(Data extract Opens)

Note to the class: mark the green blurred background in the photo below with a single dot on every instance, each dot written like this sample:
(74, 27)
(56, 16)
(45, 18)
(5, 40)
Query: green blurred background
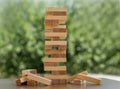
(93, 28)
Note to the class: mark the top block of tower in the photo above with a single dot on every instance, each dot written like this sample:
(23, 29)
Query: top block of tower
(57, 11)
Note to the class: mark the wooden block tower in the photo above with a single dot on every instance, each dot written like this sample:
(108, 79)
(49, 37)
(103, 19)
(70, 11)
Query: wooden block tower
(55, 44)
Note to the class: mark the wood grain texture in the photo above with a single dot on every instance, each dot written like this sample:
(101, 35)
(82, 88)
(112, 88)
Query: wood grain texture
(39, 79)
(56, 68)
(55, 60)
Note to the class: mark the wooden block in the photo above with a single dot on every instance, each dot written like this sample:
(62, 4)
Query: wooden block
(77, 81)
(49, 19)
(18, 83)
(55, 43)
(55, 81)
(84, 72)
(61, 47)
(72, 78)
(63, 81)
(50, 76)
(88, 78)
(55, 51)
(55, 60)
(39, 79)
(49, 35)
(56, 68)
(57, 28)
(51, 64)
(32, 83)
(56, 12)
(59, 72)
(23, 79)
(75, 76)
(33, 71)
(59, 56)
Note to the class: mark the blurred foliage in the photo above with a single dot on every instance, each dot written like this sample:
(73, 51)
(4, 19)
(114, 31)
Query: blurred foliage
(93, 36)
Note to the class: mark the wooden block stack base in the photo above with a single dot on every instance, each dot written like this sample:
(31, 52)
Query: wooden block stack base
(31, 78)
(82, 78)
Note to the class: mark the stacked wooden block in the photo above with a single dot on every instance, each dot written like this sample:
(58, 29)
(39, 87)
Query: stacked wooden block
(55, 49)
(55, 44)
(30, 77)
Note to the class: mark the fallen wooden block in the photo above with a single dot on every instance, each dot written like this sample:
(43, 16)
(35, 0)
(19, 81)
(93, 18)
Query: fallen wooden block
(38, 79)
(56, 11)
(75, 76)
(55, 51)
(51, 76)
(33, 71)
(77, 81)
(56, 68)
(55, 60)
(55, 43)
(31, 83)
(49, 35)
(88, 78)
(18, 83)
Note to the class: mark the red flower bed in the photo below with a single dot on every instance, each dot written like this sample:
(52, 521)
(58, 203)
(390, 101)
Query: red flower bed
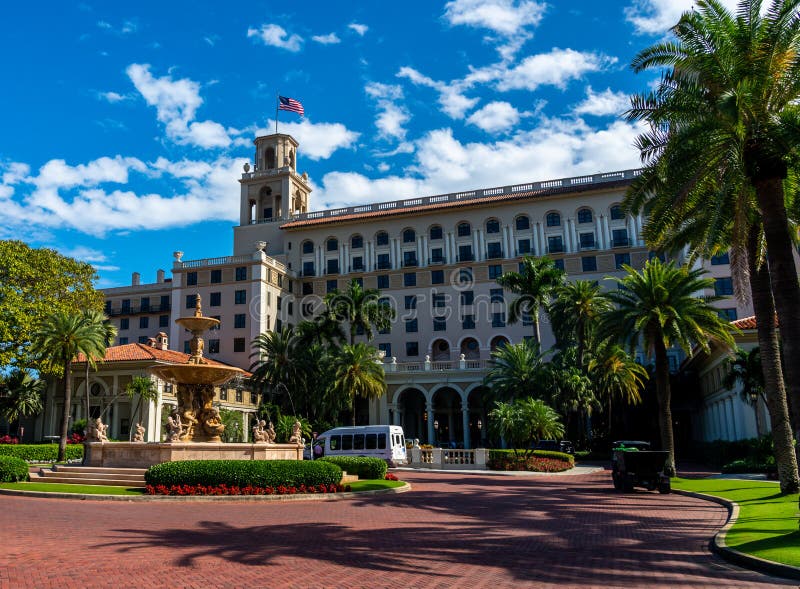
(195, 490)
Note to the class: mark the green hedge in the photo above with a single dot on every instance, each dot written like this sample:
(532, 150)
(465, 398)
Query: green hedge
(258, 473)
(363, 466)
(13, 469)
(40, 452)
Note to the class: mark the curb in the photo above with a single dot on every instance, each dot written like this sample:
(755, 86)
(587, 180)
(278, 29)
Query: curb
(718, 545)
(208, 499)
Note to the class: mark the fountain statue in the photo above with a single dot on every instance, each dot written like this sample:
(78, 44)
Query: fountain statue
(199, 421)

(Data extract Closes)
(Data extract Opens)

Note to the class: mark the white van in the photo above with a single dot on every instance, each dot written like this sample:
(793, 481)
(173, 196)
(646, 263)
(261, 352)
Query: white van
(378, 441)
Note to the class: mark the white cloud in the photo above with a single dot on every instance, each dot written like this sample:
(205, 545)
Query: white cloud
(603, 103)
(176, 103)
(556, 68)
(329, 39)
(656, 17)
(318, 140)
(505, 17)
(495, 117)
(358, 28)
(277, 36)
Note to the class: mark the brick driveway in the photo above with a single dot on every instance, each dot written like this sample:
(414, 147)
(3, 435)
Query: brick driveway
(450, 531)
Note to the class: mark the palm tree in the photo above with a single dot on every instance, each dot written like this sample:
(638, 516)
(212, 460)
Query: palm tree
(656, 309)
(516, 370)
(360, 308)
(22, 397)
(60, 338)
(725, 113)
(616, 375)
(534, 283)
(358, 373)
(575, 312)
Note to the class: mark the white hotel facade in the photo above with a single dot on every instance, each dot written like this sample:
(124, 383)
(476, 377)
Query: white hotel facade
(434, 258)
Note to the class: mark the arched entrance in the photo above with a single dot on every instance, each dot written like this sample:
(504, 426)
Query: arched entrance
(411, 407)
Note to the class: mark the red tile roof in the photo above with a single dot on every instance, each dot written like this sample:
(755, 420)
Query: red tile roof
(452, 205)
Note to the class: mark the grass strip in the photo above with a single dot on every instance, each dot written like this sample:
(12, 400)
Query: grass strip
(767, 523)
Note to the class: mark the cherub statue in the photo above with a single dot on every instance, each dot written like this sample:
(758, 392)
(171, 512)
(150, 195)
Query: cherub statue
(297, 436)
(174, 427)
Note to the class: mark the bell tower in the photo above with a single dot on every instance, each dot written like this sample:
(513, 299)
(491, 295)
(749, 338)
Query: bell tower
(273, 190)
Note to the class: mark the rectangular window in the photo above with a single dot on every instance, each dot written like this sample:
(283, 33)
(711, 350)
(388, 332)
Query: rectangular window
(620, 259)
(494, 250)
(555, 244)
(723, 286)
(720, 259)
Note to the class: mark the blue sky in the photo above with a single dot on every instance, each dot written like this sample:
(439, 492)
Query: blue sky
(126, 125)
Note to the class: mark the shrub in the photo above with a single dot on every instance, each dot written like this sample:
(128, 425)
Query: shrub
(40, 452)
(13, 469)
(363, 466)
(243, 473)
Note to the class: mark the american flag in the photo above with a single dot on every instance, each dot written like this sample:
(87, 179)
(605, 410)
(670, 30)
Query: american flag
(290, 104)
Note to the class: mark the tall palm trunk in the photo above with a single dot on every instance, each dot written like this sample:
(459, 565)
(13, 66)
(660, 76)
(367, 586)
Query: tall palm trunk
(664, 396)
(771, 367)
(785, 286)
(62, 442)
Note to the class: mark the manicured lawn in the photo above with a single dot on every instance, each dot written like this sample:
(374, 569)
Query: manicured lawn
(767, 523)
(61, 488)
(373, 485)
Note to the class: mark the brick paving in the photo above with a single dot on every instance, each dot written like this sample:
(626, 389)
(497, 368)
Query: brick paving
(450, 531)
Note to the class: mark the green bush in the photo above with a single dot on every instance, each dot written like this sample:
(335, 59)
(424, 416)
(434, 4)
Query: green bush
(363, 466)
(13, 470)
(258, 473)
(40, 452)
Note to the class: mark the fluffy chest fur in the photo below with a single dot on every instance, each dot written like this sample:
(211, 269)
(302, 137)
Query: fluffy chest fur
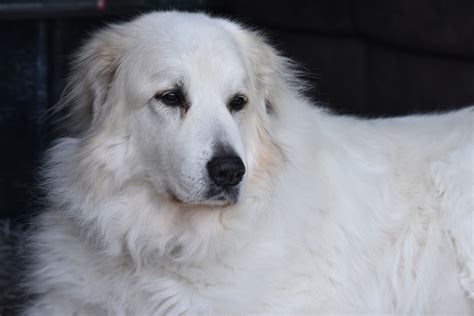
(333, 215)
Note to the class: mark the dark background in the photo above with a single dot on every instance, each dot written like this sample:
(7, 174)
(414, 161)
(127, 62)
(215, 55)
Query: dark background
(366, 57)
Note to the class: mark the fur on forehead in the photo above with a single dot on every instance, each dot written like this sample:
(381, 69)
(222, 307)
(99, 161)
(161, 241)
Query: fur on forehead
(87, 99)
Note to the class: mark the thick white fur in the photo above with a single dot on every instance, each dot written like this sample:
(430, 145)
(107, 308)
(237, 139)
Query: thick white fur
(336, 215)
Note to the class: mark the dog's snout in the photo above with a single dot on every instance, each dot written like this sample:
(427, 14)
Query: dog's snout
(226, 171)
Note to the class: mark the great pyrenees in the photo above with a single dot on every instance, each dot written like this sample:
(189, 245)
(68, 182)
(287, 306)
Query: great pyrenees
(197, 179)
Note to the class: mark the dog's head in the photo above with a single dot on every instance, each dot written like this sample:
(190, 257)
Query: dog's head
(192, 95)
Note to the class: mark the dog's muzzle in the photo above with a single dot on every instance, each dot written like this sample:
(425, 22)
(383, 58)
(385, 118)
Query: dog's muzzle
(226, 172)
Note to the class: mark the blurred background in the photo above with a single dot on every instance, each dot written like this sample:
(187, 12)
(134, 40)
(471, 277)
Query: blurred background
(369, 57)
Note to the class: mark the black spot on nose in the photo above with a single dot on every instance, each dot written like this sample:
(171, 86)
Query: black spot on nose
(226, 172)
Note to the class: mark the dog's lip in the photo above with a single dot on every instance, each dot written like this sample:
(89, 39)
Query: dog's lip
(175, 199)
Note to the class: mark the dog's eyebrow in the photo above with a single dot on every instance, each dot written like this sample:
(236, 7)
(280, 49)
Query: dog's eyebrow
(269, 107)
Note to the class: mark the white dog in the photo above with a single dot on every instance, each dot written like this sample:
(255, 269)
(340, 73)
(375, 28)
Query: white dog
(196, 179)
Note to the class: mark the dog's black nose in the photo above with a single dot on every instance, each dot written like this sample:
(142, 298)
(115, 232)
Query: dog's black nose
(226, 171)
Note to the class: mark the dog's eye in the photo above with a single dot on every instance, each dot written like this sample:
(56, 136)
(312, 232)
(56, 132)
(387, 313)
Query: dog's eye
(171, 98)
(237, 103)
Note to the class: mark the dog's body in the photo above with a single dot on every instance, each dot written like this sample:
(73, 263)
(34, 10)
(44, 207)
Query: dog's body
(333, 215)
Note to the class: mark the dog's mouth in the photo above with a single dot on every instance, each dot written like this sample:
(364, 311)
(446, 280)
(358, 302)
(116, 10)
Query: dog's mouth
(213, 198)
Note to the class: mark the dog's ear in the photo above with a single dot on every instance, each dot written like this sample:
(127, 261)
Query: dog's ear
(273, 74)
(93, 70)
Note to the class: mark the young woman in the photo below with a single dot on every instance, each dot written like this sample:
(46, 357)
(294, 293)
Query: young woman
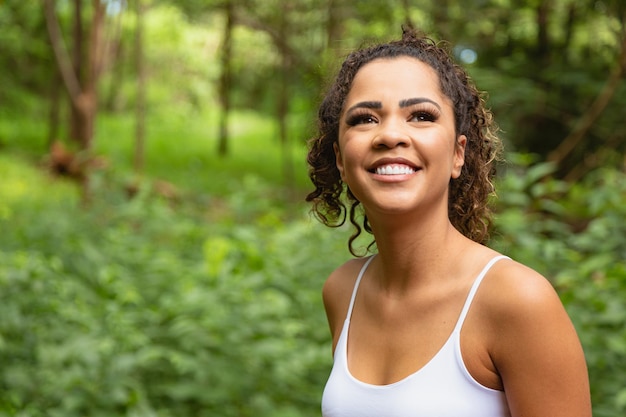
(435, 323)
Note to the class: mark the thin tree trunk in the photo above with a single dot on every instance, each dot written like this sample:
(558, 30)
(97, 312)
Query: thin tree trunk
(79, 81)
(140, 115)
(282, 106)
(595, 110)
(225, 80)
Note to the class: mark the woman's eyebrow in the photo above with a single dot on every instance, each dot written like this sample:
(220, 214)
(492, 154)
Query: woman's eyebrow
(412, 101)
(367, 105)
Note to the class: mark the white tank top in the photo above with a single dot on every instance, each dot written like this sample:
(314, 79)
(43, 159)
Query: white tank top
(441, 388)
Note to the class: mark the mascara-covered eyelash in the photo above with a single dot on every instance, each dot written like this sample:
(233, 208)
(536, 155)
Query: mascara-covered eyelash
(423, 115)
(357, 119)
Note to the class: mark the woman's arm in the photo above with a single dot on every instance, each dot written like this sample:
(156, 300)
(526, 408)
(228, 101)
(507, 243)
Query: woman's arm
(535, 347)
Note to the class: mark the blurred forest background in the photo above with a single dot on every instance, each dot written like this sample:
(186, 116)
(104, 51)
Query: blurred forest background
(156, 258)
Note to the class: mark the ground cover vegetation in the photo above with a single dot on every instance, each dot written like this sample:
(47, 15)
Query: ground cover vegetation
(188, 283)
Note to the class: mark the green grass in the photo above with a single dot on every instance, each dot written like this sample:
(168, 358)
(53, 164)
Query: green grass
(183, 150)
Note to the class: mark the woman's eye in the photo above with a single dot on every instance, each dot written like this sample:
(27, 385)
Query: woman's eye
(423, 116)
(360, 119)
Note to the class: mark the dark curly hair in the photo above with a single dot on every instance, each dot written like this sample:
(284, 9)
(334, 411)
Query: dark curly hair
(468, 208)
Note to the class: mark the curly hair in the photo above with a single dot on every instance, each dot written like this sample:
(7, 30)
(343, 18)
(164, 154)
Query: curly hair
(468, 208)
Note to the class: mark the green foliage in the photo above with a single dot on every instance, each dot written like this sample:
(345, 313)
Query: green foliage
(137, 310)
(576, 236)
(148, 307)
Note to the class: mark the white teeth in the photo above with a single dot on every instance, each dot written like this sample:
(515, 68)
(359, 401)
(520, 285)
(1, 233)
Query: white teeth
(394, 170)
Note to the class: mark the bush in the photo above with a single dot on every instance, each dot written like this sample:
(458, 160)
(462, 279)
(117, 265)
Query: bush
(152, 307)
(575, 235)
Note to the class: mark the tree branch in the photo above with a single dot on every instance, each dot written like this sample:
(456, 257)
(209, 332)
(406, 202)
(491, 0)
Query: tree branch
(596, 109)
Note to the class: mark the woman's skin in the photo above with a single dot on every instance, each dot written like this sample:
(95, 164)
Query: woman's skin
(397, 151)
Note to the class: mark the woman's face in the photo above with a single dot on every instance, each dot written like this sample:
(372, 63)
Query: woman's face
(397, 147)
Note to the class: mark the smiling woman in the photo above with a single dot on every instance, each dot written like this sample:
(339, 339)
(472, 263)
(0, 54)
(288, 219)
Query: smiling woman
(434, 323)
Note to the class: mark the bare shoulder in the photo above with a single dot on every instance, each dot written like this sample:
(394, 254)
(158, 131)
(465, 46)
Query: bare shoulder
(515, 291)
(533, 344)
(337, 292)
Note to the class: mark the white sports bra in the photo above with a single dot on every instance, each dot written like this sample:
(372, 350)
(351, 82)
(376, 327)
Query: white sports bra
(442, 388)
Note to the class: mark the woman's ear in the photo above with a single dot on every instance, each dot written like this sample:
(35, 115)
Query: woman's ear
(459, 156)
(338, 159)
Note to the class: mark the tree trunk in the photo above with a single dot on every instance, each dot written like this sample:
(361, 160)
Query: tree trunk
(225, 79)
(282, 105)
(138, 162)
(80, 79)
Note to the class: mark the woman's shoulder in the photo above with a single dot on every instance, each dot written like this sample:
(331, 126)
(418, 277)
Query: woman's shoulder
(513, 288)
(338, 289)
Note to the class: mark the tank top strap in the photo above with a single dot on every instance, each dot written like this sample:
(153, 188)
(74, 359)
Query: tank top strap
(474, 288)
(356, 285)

(Data extract Closes)

### Aim of the task:
Using the records above, gather all lines where the string "below" is present.

### Written response:
Note to the class: mark the green blurred background in the photo below with a single dot on every instance, each dot written like this sample:
Note to the class: mark the red flower bed in the photo below with a single dot on every instance, each dot written like this sample:
Note to the class: mark the fluffy chest fur in the photo below with a single dot on every instance, each dot written like this sample:
Note to the class: mark the young woman in the photo below with a single dot on every instance, each dot written like this sample:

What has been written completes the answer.